**Exercise prompt:** Will you reproduce the material below verbatim, from the line containing "Exercise. Mark the brick" through the end of the material?

#####

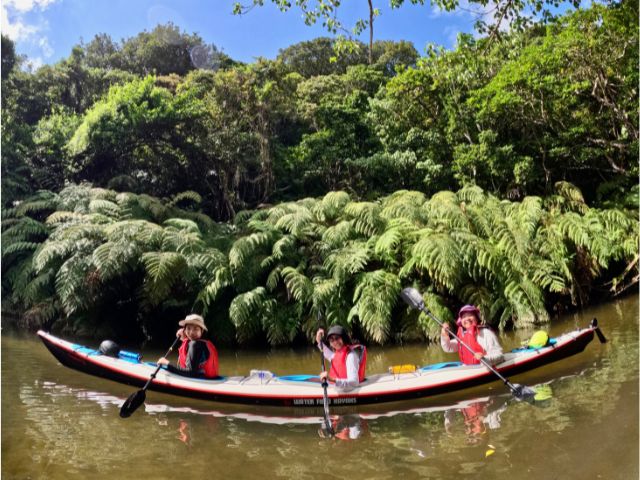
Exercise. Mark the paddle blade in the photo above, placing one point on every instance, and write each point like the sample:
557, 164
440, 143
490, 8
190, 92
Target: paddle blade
522, 392
132, 403
412, 298
594, 325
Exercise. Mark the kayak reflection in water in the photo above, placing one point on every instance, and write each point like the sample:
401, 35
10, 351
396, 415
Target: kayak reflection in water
478, 417
346, 427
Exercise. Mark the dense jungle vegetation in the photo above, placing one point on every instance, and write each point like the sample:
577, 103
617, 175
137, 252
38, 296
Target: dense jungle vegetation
149, 178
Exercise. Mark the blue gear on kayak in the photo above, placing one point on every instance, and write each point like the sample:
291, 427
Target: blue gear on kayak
109, 348
538, 340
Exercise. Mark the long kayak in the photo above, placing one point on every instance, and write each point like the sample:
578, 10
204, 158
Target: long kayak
265, 388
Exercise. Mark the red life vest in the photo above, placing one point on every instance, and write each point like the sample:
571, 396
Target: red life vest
208, 368
339, 361
470, 337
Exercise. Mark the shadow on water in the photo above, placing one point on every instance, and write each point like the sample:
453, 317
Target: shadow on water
61, 424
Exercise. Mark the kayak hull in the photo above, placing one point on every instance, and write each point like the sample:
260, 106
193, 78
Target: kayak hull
264, 388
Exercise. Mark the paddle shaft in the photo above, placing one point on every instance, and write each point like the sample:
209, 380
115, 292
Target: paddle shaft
484, 362
155, 372
325, 396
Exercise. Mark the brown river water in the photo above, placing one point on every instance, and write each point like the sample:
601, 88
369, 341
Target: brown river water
58, 423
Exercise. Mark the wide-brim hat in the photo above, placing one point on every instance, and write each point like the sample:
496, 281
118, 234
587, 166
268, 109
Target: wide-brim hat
193, 319
340, 331
468, 309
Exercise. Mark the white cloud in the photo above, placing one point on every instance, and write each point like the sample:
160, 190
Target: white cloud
43, 43
23, 23
17, 30
24, 6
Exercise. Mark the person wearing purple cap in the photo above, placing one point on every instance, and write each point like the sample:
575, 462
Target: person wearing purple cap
478, 338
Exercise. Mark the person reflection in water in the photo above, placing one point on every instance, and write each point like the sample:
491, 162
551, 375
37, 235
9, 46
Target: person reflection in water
478, 416
346, 427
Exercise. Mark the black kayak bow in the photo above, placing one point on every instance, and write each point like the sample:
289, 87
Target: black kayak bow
414, 299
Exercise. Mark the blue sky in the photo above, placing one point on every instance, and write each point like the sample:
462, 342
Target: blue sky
46, 30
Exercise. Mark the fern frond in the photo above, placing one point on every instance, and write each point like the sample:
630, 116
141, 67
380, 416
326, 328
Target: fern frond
440, 255
331, 206
182, 224
298, 285
347, 261
71, 283
221, 280
114, 259
444, 210
248, 310
366, 216
105, 207
189, 195
50, 252
247, 248
296, 221
374, 297
339, 234
163, 270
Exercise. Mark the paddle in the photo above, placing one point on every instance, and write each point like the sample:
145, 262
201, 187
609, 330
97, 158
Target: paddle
136, 399
594, 325
325, 397
414, 299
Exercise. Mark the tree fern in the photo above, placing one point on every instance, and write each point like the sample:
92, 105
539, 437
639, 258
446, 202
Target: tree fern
209, 294
247, 248
298, 285
339, 234
105, 207
347, 261
443, 210
188, 196
331, 206
366, 216
248, 311
374, 297
163, 270
440, 256
405, 205
295, 221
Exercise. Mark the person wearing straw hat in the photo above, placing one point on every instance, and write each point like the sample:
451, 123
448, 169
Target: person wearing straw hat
480, 339
348, 360
197, 357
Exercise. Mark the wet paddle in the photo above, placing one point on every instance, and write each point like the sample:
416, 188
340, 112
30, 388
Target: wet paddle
325, 384
136, 399
414, 299
594, 325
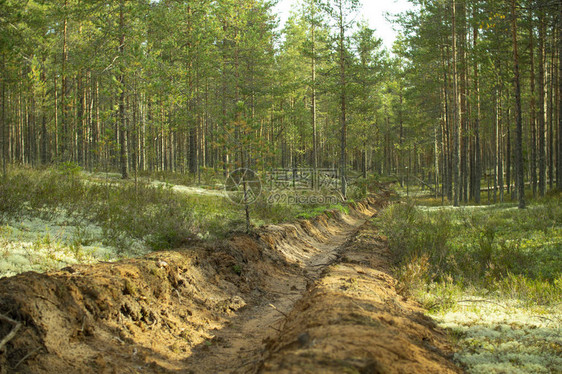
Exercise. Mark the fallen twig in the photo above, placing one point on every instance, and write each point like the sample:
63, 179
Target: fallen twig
481, 301
26, 357
277, 310
12, 333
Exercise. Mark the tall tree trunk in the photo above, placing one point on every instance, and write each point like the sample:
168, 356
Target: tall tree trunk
313, 98
478, 154
124, 149
542, 104
4, 126
533, 109
518, 119
559, 101
65, 127
456, 116
343, 98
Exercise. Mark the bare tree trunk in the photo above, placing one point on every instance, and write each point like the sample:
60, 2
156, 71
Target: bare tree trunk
542, 103
518, 120
533, 109
343, 100
478, 154
4, 126
313, 99
456, 116
559, 101
124, 150
65, 139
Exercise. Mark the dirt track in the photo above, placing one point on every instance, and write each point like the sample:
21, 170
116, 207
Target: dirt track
312, 296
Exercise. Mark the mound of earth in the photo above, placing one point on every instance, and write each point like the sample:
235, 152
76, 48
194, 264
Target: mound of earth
220, 307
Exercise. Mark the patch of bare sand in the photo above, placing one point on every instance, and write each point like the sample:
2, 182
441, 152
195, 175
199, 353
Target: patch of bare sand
231, 306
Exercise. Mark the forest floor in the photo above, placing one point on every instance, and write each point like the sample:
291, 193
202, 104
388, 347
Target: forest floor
313, 295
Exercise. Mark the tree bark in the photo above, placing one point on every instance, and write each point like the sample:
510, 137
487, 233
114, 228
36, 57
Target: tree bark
518, 119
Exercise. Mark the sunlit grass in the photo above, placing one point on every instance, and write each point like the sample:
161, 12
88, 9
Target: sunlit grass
50, 218
491, 275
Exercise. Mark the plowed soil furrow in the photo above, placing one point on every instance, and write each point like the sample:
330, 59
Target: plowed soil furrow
310, 296
240, 346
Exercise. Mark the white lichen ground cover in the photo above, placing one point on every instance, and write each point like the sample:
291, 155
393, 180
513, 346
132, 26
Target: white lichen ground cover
504, 336
31, 243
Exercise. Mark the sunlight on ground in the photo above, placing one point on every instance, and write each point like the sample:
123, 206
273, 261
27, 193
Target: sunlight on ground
503, 336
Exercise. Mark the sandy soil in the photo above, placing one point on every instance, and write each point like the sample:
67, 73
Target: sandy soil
310, 296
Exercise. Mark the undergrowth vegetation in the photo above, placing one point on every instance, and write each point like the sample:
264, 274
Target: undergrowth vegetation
57, 216
490, 274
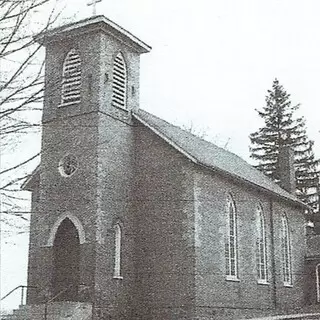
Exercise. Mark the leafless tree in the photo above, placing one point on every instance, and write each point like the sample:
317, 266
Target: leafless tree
21, 92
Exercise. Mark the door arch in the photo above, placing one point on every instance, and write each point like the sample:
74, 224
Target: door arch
66, 262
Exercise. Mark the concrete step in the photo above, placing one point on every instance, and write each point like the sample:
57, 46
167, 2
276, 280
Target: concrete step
65, 310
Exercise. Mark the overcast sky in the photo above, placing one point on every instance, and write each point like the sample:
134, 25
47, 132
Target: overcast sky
212, 63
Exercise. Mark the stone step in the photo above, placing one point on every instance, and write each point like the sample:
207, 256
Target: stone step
55, 311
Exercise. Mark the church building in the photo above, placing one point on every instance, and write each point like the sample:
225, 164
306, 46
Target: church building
134, 218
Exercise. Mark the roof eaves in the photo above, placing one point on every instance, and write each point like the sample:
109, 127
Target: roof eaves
29, 179
212, 168
165, 138
225, 173
42, 37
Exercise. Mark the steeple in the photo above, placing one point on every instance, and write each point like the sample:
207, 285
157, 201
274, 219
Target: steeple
91, 65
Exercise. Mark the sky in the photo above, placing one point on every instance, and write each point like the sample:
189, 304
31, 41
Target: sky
211, 64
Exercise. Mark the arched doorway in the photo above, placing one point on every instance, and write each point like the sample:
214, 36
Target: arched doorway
66, 260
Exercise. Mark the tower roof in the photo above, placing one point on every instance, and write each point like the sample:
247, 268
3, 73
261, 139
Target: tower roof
93, 24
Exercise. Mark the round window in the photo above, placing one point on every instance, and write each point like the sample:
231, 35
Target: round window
68, 165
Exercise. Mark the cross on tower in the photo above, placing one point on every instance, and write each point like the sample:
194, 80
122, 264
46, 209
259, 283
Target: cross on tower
93, 3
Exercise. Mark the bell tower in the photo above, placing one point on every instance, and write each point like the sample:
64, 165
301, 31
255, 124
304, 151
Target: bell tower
82, 226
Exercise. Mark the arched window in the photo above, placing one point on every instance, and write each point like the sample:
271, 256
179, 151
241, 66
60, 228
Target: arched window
318, 281
71, 79
119, 83
286, 251
261, 246
117, 251
231, 243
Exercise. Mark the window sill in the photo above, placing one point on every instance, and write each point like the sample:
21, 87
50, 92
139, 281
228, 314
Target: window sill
67, 104
288, 285
124, 108
232, 278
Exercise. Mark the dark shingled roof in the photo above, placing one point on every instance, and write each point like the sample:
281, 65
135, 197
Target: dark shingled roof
211, 156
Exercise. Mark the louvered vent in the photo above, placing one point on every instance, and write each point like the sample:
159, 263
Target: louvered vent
119, 84
71, 79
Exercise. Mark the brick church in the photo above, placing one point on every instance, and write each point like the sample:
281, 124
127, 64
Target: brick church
135, 218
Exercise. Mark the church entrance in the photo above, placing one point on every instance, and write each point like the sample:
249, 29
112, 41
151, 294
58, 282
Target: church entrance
66, 260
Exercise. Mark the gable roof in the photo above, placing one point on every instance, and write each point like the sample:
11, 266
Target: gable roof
209, 155
105, 25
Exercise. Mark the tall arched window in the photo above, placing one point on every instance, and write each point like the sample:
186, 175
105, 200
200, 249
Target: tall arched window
231, 243
119, 83
71, 79
261, 246
318, 281
117, 251
286, 251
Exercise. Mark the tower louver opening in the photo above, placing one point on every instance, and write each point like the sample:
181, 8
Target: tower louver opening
71, 79
119, 84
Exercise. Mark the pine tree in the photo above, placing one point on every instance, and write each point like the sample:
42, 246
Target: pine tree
283, 128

#####

**Response:**
Exercise. Mark the brick church in the photo above, placing one point on every instance, and write each point like the sample:
281, 124
127, 64
Target: brick church
135, 218
Exercise. Mark the church entrance in the photo above, placing one point on every instance, and write each point like the sample:
249, 29
112, 41
151, 294
58, 282
Target: church entrance
66, 260
Exercise. Mark the gable roof in the photo above, placing one point on every instance, and write each point like the sample:
11, 266
Target: gable roof
209, 155
105, 25
Exercise. Mark the tall arched window in the photo above, placing one point on every instance, and write each point like the sample:
186, 175
105, 200
200, 249
Target: tall arched window
231, 243
119, 83
71, 79
261, 246
318, 281
117, 251
286, 251
Exercise. Mark the tower louver opening in the photo above, placing one point on every instance, and write each point like the sample:
181, 8
Target: tower louver opening
71, 79
119, 84
Exercise. Mark the pine tree in the photo above, placing one point on every instance, and write each point like the sample:
42, 246
Target: pine tree
283, 128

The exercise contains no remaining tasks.